### TASKS TO CARRY OUT:
1. Rewrite the paragraph of the mission statement beginning "In addition to new internal structures" as a shorter version that keeps its main facts.
2. Quote the stretch of the mission statement from "In addition to" through "to environmental justice.".
* Begin DOCUMENT EXCERPT *
Mission and Purpose
The U.S. Environmental Protection Agency created the Office of Environmental Justice (OEJ) in 1992 in order to coordinate the Agency’s increasing efforts to address environmental justice issues and to integrate environmental justice into EPA’s policies, programs, and activities.
In addition to new internal structures (environmental justice Policy Working Groups and Coordinators Councils, for example), the National Environmental Justice Advisory Council (NEJAC) was established to allow community, industry and state/local government groups to come together to ‘reinvent’ solutions to environmental justice problems. NEJAC also provides a valuable forum for integrating environmental justice with other EPA priorities and initiatives. Established by charter on September 30, 1993, NEJAC provides independent advice, consultation and recommendations to the Administrator of the U.S. EPA on matters related to environmental justice.
“Environmental justice” is the fair treatment and meaningful involvement of all people, regardless of race, color, national origin or income, with respect to the development, implementation and enforcement of environmental laws, regulations and policies. Environmental justice is achieved when everyone, regardless of race, culture or income, enjoys the same degree of protection from environmental and health hazards and equal access to decision-making that effects the environment in which they live, learn and work.
* End DOCUMENT EXCERPT *
* Begin STORED DATA *
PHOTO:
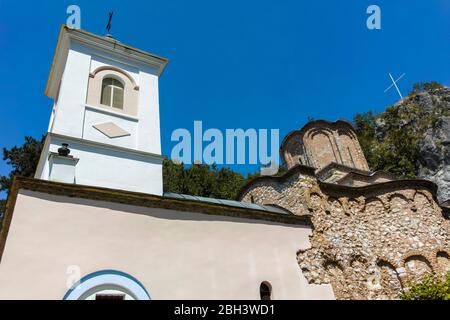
* End STORED DATA *
### COMPLETE ANSWERS:
1. Along with new internal structures such as environmental justice Policy Working Groups and Coordinators Councils, EPA established the National Environmental Justice Advisory Council (NEJAC). NEJAC brings community, industry, and state/local government groups together to "reinvent" solutions to environmental justice problems. It also serves as a forum for integrating environmental justice with other EPA priorities and initiatives. Chartered on September 30, 1993, it gives the EPA Administrator independent advice, consultation, and recommendations on environmental justice matters.

2.
In addition to new internal structures (environmental justice Policy Working Groups and Coordinators Councils, for example), the National Environmental Justice Advisory Council (NEJAC) was established to allow community, industry and state/local government groups to come together to ‘reinvent’ solutions to environmental justice problems. NEJAC also provides a valuable forum for integrating environmental justice with other EPA priorities and initiatives. Established by charter on September 30, 1993, NEJAC provides independent advice, consultation and recommendations to the Administrator of the U.S. EPA on matters related to environmental justice.